▸ **PROMPT**:
Give the lines of the records as a numbered list with blank lines omitted. Begin at the line containing "of the green" and stop after the line containing "129, 169, 187, 227".

[Records of labeled boxes]
══════════
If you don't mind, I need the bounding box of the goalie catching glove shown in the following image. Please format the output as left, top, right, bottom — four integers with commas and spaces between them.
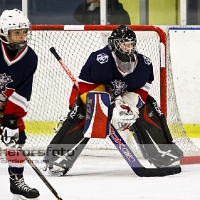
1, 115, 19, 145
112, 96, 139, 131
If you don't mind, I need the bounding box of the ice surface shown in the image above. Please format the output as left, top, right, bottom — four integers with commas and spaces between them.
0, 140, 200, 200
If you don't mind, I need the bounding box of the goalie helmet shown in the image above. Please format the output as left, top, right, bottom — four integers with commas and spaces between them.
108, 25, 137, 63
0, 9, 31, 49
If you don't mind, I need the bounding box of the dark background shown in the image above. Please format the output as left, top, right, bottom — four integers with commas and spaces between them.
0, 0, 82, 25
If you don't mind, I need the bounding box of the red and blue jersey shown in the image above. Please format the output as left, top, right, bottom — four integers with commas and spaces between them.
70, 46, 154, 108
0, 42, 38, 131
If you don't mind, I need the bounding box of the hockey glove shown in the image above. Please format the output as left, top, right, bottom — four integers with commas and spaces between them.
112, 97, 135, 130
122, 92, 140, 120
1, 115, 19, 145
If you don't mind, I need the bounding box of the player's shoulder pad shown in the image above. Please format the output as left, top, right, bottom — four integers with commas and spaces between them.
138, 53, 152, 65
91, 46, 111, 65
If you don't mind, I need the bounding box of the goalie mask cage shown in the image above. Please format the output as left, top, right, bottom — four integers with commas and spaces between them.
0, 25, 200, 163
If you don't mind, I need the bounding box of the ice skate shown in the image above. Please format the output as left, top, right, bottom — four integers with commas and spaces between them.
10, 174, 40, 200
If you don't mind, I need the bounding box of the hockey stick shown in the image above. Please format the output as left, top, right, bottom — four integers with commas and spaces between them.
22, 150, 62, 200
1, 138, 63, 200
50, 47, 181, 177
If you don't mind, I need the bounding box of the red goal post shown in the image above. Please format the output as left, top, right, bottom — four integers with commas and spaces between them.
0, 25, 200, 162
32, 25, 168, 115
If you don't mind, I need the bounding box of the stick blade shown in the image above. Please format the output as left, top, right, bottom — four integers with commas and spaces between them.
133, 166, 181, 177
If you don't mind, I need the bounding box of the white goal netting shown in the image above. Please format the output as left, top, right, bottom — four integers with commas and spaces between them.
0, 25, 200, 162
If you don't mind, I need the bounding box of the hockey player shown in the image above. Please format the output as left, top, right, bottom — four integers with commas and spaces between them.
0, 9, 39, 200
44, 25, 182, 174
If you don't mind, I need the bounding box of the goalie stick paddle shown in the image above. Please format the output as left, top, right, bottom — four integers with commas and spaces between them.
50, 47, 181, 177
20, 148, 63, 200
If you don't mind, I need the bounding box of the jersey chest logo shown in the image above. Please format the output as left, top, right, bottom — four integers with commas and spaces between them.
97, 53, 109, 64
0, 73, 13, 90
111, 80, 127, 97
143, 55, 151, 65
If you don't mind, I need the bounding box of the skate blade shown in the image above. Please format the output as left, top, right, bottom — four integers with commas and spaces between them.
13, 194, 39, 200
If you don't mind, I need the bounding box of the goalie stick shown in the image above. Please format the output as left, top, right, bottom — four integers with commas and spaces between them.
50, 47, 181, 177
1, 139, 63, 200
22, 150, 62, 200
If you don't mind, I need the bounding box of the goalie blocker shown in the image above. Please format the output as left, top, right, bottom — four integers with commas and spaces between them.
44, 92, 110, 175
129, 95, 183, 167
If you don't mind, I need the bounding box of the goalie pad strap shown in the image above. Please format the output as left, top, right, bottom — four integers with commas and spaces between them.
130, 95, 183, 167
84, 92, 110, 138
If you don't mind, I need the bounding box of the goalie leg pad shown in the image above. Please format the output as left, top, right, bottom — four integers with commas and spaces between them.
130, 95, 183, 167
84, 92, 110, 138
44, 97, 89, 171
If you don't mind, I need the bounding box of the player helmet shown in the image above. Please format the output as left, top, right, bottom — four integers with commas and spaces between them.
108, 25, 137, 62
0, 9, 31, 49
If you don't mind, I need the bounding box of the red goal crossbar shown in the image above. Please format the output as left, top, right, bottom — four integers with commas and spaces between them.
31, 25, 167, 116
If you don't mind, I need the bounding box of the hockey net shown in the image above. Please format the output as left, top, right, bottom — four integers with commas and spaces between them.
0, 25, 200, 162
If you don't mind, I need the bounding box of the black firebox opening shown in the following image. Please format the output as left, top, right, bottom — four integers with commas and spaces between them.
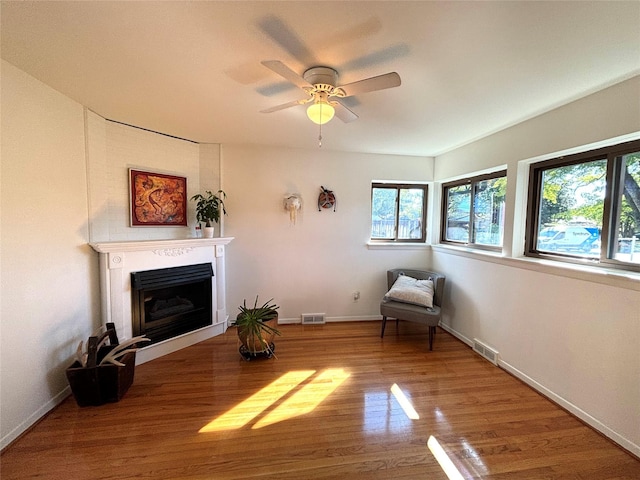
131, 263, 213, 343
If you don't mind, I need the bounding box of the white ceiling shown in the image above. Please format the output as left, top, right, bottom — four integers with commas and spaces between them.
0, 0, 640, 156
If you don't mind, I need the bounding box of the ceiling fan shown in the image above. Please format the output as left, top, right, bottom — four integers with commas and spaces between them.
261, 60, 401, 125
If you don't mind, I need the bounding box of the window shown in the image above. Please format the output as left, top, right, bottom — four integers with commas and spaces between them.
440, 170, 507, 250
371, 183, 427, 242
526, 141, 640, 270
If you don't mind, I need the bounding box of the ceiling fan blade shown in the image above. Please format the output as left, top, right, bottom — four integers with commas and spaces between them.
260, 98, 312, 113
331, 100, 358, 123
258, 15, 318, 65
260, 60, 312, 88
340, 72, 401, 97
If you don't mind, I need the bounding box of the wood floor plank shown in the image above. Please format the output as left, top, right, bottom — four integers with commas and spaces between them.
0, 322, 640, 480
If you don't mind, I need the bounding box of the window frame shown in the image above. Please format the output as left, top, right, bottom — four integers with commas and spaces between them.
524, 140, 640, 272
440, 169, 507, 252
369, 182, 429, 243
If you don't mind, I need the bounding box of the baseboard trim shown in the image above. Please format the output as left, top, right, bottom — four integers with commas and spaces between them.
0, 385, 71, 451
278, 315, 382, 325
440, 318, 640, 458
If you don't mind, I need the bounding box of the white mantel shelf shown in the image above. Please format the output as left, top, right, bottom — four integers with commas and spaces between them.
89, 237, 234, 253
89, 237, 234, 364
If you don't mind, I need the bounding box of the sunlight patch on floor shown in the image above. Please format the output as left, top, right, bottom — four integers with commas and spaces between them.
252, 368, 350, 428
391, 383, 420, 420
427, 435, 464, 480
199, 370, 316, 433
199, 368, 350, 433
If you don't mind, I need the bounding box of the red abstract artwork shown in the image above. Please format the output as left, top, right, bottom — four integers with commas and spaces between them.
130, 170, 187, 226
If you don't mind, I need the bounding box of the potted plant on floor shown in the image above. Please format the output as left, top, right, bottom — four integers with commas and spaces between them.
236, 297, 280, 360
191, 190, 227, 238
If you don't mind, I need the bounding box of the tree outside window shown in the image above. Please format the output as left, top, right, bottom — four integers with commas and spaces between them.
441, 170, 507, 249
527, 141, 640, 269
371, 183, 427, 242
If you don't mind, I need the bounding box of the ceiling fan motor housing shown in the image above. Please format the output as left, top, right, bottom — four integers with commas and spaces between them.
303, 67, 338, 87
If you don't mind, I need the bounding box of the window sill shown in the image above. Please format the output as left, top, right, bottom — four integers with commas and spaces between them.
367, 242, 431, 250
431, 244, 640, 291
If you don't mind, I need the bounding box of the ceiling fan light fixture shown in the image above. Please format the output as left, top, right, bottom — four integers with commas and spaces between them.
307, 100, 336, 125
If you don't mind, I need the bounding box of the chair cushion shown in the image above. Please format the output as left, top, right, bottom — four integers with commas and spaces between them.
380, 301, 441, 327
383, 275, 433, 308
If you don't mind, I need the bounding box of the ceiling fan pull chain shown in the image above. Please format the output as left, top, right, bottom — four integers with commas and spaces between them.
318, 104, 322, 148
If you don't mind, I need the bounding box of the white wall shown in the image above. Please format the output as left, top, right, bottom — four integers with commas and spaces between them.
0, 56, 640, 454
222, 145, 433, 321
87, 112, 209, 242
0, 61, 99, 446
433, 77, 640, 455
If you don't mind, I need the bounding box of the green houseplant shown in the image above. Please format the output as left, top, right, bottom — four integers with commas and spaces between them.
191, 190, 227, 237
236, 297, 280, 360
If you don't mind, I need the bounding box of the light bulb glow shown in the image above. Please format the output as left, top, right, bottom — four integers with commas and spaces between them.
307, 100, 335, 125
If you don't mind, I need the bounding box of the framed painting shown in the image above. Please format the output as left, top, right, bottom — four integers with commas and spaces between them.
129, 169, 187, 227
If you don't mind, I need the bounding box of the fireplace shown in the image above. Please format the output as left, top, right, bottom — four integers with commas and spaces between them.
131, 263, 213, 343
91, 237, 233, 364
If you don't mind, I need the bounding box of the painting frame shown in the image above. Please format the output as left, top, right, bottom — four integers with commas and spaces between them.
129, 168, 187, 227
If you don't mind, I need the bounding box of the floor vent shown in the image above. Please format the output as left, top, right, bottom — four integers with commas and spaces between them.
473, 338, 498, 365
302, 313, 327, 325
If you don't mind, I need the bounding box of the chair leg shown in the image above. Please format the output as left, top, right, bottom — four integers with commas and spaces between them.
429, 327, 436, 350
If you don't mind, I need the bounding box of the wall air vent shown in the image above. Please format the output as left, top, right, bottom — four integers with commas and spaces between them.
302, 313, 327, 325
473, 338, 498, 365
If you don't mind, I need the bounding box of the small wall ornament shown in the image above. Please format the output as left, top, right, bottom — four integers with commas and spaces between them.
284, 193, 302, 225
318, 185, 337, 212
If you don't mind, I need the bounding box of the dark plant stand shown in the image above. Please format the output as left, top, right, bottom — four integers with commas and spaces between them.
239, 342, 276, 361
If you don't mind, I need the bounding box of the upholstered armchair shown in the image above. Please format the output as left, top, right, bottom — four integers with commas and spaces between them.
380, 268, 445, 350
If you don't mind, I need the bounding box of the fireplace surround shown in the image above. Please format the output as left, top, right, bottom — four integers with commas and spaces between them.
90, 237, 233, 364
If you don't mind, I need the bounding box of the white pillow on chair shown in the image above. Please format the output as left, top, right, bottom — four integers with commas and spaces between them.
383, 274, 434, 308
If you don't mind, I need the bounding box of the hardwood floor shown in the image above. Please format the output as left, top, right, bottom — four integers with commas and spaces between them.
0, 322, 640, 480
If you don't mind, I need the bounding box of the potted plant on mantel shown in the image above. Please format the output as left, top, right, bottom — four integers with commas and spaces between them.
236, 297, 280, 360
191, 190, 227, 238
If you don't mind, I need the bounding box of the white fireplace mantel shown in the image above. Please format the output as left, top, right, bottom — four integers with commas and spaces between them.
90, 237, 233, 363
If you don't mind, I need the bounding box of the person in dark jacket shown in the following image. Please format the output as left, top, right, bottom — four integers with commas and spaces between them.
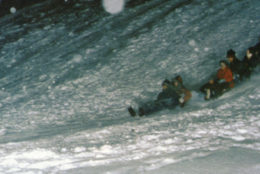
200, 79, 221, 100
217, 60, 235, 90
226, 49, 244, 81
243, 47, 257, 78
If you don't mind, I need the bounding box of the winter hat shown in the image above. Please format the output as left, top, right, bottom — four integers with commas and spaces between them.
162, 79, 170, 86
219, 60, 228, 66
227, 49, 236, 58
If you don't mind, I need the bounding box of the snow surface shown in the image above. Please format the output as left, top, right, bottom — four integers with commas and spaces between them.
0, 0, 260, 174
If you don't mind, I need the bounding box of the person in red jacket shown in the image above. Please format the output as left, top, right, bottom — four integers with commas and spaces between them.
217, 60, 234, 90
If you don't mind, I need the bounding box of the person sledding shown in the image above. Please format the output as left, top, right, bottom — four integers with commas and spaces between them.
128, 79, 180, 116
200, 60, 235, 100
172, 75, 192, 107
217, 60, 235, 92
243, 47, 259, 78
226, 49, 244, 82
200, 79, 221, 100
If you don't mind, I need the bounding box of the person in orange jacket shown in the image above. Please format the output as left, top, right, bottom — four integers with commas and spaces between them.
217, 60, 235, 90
══════════
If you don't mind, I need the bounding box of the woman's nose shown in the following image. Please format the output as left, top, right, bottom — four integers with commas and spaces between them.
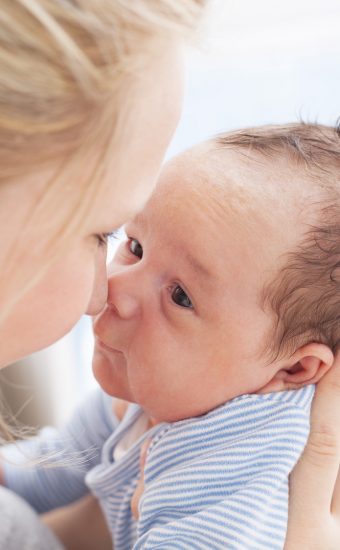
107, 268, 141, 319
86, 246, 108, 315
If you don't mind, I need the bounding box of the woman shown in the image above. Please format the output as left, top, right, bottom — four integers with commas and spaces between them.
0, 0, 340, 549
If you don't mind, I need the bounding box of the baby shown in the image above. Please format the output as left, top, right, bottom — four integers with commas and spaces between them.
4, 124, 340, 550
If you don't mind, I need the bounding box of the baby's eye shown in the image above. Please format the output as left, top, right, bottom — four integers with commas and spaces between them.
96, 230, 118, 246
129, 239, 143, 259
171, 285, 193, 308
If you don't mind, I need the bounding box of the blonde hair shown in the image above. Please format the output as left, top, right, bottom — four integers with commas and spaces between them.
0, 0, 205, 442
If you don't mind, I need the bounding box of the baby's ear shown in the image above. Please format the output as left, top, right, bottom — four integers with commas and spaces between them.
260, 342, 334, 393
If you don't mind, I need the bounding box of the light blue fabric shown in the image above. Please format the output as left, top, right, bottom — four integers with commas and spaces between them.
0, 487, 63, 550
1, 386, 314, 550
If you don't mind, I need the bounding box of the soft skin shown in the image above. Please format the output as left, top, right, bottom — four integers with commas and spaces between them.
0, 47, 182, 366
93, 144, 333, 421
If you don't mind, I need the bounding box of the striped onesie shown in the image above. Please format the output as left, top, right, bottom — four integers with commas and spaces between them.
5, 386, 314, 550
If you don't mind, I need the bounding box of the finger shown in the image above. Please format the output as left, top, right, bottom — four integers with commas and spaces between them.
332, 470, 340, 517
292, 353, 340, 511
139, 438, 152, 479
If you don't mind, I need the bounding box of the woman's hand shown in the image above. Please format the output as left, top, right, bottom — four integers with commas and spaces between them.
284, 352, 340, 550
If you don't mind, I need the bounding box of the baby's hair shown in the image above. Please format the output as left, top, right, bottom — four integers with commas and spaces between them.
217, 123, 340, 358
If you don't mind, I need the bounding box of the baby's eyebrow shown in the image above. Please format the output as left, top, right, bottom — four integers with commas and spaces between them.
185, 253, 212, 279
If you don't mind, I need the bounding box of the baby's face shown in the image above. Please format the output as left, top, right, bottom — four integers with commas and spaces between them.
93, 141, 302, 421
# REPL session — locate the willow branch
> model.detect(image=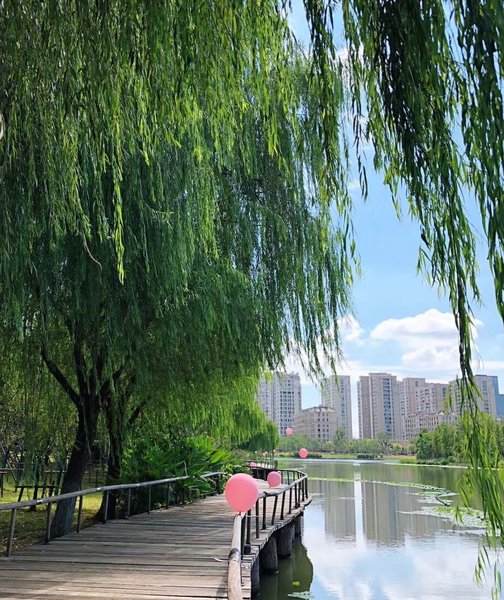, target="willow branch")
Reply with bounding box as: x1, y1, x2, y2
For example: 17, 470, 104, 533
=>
══════════
▸ **RESPONSE**:
1. If you don't mind, I need the bounding box of the green houseplant shown in the image above. Please format the output as left, top, right, bottom — four integers with commas and spaces between them.
2. 191, 190, 227, 237
3. 236, 297, 280, 360
4. If you don't mind, I need the bounding box of the light bulb glow shown in the image above. Please format the output as left, top, right, bottom — four integers with commas and spaces between them.
5. 307, 100, 335, 125
6. If you don't mind, I need the bounding box of the framed painting shown in the image above. Please format the output as left, top, right, bottom — four integers with commas and spaces between them.
7. 129, 169, 187, 227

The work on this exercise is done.